Brief a:
Pick out every line in the records that contains the string "rough" and copy each one out in full.

Text provided:
__________________________________________________

Data Scientist Guide

This section outlines how to access your Snowflake data warehouse from within SageMaker Data Wrangler and how to use Data Wrangler features.

Important

Note: Your administrator needs to follow the Administer Guide set up in the preceding section before you can use Data Wrangler within Snowflake.

Use the following procedure to open Amazon SageMaker Studio and see which version you're running.

To open Studio and check its version, see the following procedure.

  1. Use the steps in Prerequisites to access Data Wrangler through Amazon SageMaker Studio.

  2. Next to the user you want to use to launch Studio, select Launch app.

  3. Choose Studio.

  4. After Studio loads, select File, then New, and then Terminal.

  5. Once you have launched Studio, select File, then New, and then Terminal.

  6. Enter cat /opt/conda/share/jupyter/lab/staging/yarn.lock | grep -A 1 "@amzn/sagemaker-ui-data-prep-plugin@" to print the version of your Studio instance. You must have Studio version 1.3.0 to use Snowflake.

__________________________________________________

Provided entries:

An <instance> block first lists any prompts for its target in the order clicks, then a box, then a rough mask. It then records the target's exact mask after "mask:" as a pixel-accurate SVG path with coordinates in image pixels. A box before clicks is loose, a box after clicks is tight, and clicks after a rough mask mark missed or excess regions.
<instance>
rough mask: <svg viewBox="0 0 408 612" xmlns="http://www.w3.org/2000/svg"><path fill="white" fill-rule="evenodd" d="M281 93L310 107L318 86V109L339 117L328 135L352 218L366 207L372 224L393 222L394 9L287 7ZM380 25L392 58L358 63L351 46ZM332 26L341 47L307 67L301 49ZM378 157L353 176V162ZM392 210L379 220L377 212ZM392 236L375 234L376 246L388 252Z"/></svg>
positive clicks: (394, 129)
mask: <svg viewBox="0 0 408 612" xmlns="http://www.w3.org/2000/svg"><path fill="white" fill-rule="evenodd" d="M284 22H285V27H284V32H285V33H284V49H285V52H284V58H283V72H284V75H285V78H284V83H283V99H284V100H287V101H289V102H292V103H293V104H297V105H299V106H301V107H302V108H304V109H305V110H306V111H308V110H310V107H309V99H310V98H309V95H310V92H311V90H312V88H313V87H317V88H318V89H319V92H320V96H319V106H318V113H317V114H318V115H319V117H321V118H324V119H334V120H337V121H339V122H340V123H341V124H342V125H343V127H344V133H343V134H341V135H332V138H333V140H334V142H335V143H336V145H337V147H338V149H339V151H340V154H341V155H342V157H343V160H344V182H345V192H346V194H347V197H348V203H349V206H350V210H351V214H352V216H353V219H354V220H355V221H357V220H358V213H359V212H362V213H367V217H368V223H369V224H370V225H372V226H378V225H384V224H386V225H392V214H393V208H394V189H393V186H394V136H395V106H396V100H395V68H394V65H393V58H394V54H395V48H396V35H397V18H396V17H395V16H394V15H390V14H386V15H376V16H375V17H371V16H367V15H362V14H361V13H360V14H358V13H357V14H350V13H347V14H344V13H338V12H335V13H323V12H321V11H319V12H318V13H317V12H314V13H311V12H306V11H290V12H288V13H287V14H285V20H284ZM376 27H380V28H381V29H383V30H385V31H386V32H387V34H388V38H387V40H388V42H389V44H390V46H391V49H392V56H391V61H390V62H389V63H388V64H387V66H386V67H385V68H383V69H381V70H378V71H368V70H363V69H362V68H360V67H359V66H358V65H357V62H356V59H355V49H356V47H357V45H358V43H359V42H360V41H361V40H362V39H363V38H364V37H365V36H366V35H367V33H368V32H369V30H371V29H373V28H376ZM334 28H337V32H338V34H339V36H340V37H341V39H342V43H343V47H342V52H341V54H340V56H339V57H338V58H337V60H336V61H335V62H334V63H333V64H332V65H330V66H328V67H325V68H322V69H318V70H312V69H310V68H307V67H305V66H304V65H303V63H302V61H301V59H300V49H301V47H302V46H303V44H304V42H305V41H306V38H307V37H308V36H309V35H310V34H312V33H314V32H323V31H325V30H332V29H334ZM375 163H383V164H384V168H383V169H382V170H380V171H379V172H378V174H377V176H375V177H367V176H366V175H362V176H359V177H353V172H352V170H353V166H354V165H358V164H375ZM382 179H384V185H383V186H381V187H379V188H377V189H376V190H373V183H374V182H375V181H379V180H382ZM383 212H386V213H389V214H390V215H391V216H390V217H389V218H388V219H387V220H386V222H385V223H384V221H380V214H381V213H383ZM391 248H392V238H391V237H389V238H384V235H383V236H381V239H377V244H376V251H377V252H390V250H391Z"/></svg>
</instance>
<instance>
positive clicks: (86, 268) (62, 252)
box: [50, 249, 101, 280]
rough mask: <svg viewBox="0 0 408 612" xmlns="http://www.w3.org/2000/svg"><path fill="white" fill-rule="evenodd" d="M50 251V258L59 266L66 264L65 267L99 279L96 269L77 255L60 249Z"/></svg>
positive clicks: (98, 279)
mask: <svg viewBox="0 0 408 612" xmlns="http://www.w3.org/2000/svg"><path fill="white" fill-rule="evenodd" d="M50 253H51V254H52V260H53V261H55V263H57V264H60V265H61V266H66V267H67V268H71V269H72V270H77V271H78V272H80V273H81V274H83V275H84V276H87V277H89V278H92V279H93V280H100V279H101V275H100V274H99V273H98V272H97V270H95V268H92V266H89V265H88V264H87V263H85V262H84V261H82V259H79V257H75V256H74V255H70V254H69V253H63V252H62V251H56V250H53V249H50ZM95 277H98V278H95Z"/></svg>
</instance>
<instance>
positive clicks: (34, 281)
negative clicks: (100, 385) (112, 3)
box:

__________________________________________________

Brief b:
Extend the guide to accessing Snowflake from SageMaker Data Wrangler, picking up after its final sentence.

Final answer a:
An <instance> block first lists any prompts for its target in the order clicks, then a box, then a rough mask. It then records the target's exact mask after "mask:" as a pixel-accurate SVG path with coordinates in image pixels. A box before clicks is loose, a box after clicks is tight, and clicks after a rough mask mark missed or excess regions.
rough mask: <svg viewBox="0 0 408 612" xmlns="http://www.w3.org/2000/svg"><path fill="white" fill-rule="evenodd" d="M281 93L310 107L318 86V109L339 117L328 135L352 218L366 207L372 224L393 222L394 9L287 7ZM380 25L392 58L358 63L351 46ZM332 26L341 47L307 67L301 49ZM378 157L353 176V162ZM392 210L379 220L377 212ZM392 236L375 234L376 246L388 252Z"/></svg>
rough mask: <svg viewBox="0 0 408 612" xmlns="http://www.w3.org/2000/svg"><path fill="white" fill-rule="evenodd" d="M50 251V258L59 266L66 264L65 267L99 279L96 269L77 255L60 249Z"/></svg>

Final answer b:
Use the following procedure to check that you're running version 1.3.0 or greater.

To check the version of Studio, do the following.

  1. If you do not have this version, then update your Studio version. To do this, close your Studio window and navigate to the SageMaker Studio Console.

  2. Next, select the user you are using to access Studio and then select Delete app. After the deletion is complete, launch Studio again by selecting Open Studio.

  3. Follow Step 3 again to verify that your Studio version is 1.3.0.

Use the following procedure to connect to Snowflake.

  1. Create a new data flow from within Data Wrangler

    Once you have accessed Data Wrangler from within Studio and have version 1.3.0, select the + sign on the New data flow card under ML tasks and components. This creates a new directory in Studio with a .flow file inside, which contains your data flow. The .flow file automatically opens in Studio.

    Alternatively, you can also create a new flow by selecting File, then New, and then choosing Flow.

    When you create a new .flow file in Studio, you may see a message at the top of the Data Wrangler interface that says:

    Connecting to engine

    Establishing connection to engine...

  2. Connect to Snowflake.

    There are two ways to connect to Snowflake from within Data Wrangler. You only need to choose one of the two ways.

    1. Specify your Snowflake credentials (account name, user name, and password) in Data Wrangler.

    2. Provide an Amazon Resource Name (ARN) of a secret.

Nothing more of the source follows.